• ЗАДАНИЕ
Подхватите воспоминания о петербургской печати и возвращении в Петербург и продолжите их после последней фразы.

• ИЗВЛЕЧЕННЫЙ ТЕКСТ
━━━

Это еще больше иллюстрировало то, как и в самых либеральных органах печати положение «работников пера» было такое же, как и прислуги у вздорных барынь.
Еще маленькая подробность из времени моей работы у Корша. Немчик Г., которого я когда-то нашел в Вене бедствующим корреспондентом «Голоса», вернулся в Петербург и состоял у Краевского переводчиком за самую малую плату. Я его устроил в «Санкт-Петербургских ведомостях» на более выгодный построчный гонорар, и эта работа устроила его «фортуну».
Там он сошелся с Сувориным, начал для него работать по составлению календаря, а когда тот начал издавать «Новое время», стал заведовать иностранной политикой и зарабатывать большие деньги.
Петербург принял меня десять лет позднее того сезона, когда я из Дерпта явился молодым автором «Однодворца».
Я попал уже к концу сезона, к Масленице, но все-таки настолько отведал его, что мог получить общее впечатление тогдашнего столичного побыта.
Очень резкой перемены не было ни в характере зрелищ и увеселений, ни в уличном движении, ни в физиономии публики. После пятилетнего житья в столицах мира наша «ингерманландская» столица не могла уже производить на вас прежнего обаяния. Все казалось тусклее, серее, ординарнее, без той печати своеобразия, к которой приучили Париж, Лондон, Рим, Мадрид и привольно-гульливая Вена. И я ощутил в Петербурге в первые дни едва ли не большее одиночество, чем за границей.

━━━

• ФРАГМЕНТЫ МАТЕРИАЛА

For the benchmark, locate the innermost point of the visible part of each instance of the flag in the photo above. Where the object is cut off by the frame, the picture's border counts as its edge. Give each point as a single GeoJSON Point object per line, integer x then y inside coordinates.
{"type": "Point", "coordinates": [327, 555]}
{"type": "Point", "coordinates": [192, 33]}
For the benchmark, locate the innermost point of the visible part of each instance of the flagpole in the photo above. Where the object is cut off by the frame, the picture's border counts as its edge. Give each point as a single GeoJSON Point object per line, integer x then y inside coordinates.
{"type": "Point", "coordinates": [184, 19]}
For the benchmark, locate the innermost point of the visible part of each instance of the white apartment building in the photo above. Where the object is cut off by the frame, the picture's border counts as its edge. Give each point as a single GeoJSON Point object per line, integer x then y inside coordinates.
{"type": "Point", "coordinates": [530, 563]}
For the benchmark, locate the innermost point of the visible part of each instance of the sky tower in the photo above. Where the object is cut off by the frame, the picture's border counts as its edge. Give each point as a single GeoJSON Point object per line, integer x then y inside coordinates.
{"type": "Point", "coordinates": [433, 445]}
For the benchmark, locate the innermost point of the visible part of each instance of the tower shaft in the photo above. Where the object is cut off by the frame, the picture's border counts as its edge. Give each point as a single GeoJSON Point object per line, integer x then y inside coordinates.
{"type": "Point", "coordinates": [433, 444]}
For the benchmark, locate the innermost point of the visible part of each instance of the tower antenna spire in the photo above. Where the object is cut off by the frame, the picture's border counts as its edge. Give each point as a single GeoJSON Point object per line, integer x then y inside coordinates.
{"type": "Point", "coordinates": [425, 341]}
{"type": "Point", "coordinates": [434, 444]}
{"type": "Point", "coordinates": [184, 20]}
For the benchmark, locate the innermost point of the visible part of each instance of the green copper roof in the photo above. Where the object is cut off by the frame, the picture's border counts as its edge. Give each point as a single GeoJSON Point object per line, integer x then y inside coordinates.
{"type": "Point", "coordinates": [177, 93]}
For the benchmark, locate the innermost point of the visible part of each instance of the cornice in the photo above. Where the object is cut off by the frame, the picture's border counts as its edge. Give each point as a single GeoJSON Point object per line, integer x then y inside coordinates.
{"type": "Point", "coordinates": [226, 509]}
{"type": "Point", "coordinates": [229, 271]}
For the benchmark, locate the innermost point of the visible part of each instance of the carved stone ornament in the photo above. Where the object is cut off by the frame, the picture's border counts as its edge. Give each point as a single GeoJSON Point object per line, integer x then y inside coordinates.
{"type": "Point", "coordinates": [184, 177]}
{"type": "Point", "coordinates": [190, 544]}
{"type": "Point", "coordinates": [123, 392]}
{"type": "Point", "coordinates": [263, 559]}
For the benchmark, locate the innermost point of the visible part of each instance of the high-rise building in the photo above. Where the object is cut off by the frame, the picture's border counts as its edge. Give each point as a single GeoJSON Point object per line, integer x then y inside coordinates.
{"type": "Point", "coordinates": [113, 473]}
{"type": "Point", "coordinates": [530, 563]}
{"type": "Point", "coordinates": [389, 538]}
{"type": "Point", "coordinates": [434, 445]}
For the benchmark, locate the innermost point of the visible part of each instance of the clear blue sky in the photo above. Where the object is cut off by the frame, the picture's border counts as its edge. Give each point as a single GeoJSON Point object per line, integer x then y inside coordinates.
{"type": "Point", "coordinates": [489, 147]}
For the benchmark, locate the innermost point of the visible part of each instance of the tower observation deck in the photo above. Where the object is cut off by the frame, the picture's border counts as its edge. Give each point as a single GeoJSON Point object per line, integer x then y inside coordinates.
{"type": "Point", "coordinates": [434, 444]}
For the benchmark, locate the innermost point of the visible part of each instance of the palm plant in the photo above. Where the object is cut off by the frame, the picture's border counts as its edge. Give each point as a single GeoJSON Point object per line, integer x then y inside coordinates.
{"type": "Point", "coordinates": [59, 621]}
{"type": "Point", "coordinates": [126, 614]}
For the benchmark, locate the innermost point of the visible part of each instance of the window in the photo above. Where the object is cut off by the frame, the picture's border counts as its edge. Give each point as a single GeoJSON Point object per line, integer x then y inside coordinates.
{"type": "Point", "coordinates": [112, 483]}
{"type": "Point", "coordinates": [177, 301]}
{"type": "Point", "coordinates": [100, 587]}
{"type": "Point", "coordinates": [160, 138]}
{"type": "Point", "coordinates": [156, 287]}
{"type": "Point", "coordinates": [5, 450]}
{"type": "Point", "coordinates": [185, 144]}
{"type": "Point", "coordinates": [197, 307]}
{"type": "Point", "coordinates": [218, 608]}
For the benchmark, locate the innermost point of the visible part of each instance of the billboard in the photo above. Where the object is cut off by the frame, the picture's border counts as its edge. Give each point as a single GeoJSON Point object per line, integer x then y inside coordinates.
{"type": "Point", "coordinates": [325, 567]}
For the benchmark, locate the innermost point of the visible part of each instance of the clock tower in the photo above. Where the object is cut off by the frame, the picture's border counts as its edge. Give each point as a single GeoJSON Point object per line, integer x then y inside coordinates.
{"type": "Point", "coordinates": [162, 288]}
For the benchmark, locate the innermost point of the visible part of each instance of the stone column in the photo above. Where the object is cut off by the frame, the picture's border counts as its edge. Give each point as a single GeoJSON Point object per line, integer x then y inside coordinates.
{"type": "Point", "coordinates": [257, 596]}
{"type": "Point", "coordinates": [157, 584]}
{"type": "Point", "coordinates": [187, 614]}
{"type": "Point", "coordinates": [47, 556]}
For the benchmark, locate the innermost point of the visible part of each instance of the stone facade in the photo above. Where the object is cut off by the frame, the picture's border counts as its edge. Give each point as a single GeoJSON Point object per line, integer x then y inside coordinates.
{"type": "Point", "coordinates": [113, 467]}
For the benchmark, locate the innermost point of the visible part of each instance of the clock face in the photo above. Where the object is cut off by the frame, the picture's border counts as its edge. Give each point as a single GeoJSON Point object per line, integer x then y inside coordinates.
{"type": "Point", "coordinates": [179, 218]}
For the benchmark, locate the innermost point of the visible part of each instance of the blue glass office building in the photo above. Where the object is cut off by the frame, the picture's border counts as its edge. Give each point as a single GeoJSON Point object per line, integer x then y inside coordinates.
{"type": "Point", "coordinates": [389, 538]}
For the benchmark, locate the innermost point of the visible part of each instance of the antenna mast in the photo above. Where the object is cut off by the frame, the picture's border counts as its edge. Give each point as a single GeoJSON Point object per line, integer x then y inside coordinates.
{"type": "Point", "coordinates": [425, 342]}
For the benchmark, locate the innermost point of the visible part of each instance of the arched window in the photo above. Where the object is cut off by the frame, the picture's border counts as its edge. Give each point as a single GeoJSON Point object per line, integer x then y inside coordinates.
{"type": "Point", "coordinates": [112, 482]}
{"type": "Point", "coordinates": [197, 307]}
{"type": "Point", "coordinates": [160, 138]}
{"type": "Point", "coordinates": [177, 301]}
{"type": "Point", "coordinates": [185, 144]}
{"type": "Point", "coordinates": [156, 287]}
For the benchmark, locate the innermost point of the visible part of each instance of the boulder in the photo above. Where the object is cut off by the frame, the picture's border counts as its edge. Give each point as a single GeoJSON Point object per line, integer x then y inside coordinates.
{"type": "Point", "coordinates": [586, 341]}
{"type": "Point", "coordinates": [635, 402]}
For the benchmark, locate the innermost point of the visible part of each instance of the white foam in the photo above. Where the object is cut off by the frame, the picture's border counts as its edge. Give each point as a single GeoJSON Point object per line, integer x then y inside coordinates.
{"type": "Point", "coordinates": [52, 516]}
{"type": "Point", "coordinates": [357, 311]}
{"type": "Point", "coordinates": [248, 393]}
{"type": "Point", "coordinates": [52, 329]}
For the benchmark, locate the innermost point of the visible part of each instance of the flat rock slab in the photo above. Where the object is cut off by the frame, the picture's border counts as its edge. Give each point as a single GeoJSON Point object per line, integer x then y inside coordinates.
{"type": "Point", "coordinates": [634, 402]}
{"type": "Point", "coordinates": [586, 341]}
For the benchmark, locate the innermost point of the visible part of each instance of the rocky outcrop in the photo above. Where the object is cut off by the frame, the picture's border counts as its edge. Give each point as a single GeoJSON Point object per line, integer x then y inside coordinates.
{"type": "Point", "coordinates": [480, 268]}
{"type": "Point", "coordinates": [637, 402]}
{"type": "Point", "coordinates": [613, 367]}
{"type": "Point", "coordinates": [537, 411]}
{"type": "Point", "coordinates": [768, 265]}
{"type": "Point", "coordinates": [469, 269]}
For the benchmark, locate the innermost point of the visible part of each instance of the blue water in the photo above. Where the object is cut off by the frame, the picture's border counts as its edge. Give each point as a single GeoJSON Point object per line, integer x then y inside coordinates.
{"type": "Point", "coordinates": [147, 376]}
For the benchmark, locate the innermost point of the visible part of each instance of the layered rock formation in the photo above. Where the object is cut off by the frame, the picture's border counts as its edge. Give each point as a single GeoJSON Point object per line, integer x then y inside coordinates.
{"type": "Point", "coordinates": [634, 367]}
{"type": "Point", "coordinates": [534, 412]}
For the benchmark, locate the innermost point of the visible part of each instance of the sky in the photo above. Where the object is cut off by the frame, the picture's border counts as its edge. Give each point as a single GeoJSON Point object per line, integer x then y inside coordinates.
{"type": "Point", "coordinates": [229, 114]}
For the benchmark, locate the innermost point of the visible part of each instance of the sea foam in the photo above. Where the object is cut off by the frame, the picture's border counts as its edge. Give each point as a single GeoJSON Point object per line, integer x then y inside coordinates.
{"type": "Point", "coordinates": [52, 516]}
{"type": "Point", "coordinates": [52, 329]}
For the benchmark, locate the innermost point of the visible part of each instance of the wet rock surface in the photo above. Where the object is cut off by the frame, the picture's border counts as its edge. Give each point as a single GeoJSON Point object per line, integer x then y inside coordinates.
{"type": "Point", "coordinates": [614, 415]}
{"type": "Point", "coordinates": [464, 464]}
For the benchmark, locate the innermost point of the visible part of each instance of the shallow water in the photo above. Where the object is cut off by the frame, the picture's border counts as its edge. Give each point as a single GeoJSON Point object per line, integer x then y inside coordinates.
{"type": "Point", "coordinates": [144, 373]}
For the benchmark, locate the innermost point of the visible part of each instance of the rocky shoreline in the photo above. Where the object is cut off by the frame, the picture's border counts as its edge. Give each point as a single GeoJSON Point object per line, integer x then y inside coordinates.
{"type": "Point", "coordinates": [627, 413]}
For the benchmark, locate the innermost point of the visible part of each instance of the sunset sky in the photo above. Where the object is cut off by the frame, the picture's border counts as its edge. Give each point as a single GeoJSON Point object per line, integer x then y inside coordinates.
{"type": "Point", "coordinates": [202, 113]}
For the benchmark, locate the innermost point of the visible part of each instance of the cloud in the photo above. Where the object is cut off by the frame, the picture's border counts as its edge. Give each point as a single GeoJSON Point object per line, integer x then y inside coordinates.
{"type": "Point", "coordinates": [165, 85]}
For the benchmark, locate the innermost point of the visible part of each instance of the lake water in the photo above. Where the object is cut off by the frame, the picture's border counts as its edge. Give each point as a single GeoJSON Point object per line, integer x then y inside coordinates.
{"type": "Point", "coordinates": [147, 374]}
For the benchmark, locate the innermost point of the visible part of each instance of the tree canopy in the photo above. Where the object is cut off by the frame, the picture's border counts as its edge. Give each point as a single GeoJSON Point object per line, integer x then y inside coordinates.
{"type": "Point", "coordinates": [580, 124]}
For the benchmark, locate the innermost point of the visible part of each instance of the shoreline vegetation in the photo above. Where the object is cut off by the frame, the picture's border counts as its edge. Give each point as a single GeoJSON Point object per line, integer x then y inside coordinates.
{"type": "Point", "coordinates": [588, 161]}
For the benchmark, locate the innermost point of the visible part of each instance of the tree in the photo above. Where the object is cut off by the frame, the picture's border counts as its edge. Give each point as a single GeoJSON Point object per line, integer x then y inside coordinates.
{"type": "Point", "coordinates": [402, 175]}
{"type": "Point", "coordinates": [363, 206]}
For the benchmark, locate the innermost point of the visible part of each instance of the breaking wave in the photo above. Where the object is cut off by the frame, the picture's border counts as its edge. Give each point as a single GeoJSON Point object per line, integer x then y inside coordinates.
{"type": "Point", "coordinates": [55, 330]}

━━━

• РЕЗУЛЬТАТ
Прежние мои родственные и дружеские связи свелись к моим давнишним отношениям к семейству Дондуковых. Та девушка, которую я готовил себе в невесты, давно уже была замужем за графом Гейденом, с которым я прожил две зимы в одной квартире, в 1861–1862 и 1862–1863 годах. Ее брат тоже был уже отец семейства. Их мать, полюбившая меня, как сына, жила в доме дочери, и эти два дома были единственными, где я бывал запросто. Кузина моя Сонечка Баратынская уже лежала на одном из петербургских кладбищ.
В литературном мире у меня было когда-то много знакомого народа, но ни одного настоящего друга или школьного товарища. Из бывших сотрудников «Библиотеки»
Лесков очутился в числе кредиторов журнала, Воскобойников работал в «Московских ведомостях» у Каткова, Эдельсон умер, бывший у меня секретарем товарищ мой Венский практиковал в провинции как врач после довершения своей подготовки на курсах для врачей и получения докторской степени.
Легкий флёрт в балетном мире — из первой трети 60-х годов — отошел уже в прошлое и ничего не оставил после себя. Личная жизнь в тесном смысле не сулила никаких отрадных переживаний.
А поверх всего надо было усиленно продолжать работу наполовину для себя, а наполовину для покрытия долга по «Библиотеке для чтения». Кроме собственного труда, у меня не было и тогда никаких других ресурсов. От родителей своих (мои отец и мать были еще живы) я не мог получать никакой поддержки. Их доходы были скромны, и я не позволял себе и в больших тисках чем-нибудь отягощать их материальное положение.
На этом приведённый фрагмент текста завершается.